## Document
Re: On encodings : random thoughts....

Alain FONTAINE writes:

2- The two main transfer-encodings proposed are of a very different
nature. BASE64 is a scheme where the octet stream is transfer-encoded
into a string of printable characters. One is of course aware that those
characters will themselves be natural-encoded as a binary stream for
transmission, but the whole scheme is designed so that the values used
for transmission dont play any role at all. So a BASE64
transfer-encoding prepared on a machine based on one natural-code will
decode properly on a machine based on another natural-code if a 'normal'
transcoding has been performed (BASE64 is of course one million or more
times better than uuencode since a- it is documented outside source code
b- the characters selected for the transfer-encoded representation have
all chances to be correctly transcoded in any usable mail gateway). To
state it otherwise : each machine only has to be able to recognize the
64 characters while natural-encoded in the local code. With some care
(using character constants, etc), it is possible to write a decoding
program that will work on machines based on different natural-codes, by
simple recompilation (of the transcoded source, of course..).
QUOTED-PRINTABLE is quite a different animal : there is no separation
between the encoded and the encoding values. Entering into the details
of what can happen would certainly bore everyone to death, but I am
ready to do the exercise if anyone does care to read it. The final
conclusion is that, for faithfully decoding QUOTED-PRINTABLE, the
decoder should a- know the natural-code of the machine it is running on
b-know the natural-code used by the transfer-encoder to write the
transfer-encoded message (how) c-perform a reverse transcoding to
recover the transfer-encoded message as written by the transfer-encoder
d-perform the transfer-decoding and e-if the object is readable text,
transcode again into the local natural-code to make readable. Of course,
all this will probably fail anyway if the mail has gone through a
gateway between different natural-codes, for the same reason that make
uuencode fail in the same circumstances (anyone pretending the contrary
does not work in The Real World TM). It seem that QUOTED-PRINTABLE does
also not protect the trailing blanks from the voracious appetite of some
gateways...



Decoding quoted-printable seems a bit easier than that:
- Unquoted single characters (like 'a') are decoded into the bit pattern used
  to represent that character in MAILASCII.  (Admittedly this is difficult
  if that bit pattern isn't recognized as being one of those characters on
  your machine -- e.g. if you are an EBCDIC machine, and you see the character
  x'AD' produced by some ASCII->EBCDIC translator, but your local variant
  of EBCDIC doesn't use x'AD' to represent left bracket.)
- Characters preceeded by ampersand use the bit pattern of the second character
  that represents the character in MAILASCII, plus 80 hex.
- Hex constants preceeded by backslash define a particular bit pattern
  that can be decoded anywhere.  (except that backslash isn't in some
  EBCDIC variants...oops!)
- ends-of-lines preceeded by backslash are ignored
- unescaped ends-of-lines within encoded data are interpreted according
  to some convention which needs to be defined.

The resulting octet string is fed to the interpreter for whatever content-type
applies to this particular body part.  This interpreter does, of course, have
to know about the particular hardware being used to display that body part,
including how to represent the various characters being displayed.

## Problem to solve
For the message on encodings, say whether each statement agrees with it, answering yes or no and quoting the deciding words: (a) BASE64 is documented outside source code; (b) QUOTED-PRINTABLE protects trailing blanks from gateways; (c) ends-of-lines preceded by a backslash are ignored in decoding. The records have no connection to the message on encodings.

## Records provided
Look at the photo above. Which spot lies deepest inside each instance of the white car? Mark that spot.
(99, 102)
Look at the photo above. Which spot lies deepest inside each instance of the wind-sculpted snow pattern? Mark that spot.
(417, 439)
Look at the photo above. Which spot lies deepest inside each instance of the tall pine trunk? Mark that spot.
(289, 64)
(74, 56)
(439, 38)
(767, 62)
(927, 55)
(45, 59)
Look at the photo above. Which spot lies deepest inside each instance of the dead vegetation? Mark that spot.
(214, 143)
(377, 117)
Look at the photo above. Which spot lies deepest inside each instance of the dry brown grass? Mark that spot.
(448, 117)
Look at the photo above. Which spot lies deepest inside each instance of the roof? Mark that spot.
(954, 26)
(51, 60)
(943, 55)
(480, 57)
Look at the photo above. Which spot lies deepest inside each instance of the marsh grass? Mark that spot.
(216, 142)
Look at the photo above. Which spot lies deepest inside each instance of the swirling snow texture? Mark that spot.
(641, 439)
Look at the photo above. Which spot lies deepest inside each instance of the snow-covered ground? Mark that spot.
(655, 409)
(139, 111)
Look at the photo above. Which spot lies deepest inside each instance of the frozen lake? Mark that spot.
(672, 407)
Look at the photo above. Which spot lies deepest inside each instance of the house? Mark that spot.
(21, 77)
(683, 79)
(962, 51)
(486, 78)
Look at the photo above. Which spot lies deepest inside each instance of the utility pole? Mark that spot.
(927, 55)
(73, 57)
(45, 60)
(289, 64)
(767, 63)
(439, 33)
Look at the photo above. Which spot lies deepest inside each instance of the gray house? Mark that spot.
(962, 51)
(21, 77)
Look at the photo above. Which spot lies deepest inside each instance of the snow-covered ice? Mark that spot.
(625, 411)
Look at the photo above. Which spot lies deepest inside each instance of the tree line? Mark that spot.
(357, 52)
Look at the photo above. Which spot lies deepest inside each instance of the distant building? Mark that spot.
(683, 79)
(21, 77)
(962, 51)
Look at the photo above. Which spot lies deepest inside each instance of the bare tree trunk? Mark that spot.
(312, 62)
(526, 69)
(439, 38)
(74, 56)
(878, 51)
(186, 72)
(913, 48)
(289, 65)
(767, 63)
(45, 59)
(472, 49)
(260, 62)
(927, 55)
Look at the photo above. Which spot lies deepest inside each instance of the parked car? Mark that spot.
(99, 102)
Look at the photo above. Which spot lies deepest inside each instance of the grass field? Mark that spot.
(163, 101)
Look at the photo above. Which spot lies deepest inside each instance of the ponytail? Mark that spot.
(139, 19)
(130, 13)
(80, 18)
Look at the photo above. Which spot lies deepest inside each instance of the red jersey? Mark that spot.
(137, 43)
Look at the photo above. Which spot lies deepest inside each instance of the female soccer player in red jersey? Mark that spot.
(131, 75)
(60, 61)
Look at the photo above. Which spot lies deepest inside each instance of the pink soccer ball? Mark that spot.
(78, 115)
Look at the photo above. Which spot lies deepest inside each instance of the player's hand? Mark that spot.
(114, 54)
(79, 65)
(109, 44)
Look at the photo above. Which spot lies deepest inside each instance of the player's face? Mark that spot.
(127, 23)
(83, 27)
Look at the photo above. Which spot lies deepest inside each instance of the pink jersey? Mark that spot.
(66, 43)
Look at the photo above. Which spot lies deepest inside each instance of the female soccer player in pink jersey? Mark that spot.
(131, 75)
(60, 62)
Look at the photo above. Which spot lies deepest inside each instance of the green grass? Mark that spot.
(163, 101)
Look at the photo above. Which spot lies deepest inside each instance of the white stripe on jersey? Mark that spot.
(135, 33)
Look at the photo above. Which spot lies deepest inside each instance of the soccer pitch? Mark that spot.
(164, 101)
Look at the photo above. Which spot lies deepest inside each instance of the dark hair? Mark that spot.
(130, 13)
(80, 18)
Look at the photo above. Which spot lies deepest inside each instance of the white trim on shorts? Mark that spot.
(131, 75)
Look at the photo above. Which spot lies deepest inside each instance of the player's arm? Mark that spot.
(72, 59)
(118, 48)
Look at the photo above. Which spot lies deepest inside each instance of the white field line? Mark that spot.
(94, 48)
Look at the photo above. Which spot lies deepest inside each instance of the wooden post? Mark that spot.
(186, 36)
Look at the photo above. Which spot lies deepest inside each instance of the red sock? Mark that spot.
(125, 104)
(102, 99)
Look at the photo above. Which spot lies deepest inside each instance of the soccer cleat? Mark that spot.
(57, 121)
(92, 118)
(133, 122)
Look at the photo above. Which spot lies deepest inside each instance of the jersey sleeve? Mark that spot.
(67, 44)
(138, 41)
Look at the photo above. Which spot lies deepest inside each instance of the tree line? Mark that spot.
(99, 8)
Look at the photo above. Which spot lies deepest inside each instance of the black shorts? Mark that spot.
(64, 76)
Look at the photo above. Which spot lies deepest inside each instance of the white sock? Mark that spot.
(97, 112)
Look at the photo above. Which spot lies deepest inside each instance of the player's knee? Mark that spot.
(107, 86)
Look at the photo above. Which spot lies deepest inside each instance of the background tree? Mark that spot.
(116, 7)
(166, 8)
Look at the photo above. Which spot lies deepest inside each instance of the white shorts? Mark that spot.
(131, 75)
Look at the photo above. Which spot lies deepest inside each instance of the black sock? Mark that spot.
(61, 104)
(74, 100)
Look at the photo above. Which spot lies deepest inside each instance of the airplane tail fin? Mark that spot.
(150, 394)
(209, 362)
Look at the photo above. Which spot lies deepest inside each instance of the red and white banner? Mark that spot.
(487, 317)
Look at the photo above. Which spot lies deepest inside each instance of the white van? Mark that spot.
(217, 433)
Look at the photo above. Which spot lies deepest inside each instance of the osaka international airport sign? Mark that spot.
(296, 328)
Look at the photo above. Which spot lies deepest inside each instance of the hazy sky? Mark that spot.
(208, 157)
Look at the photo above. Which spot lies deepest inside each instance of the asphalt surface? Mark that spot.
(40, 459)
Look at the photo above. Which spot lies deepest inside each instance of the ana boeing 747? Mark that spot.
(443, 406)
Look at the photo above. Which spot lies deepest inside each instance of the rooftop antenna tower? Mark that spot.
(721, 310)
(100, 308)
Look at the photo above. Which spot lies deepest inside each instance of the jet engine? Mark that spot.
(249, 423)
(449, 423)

## Result of the task
(a) Yes: "it is documented outside source code"
(b) No: "QUOTED-PRINTABLE does also not protect the trailing blanks from the voracious appetite of some gateways"
(c) Yes: "ends-of-lines preceeded by backslash are ignored"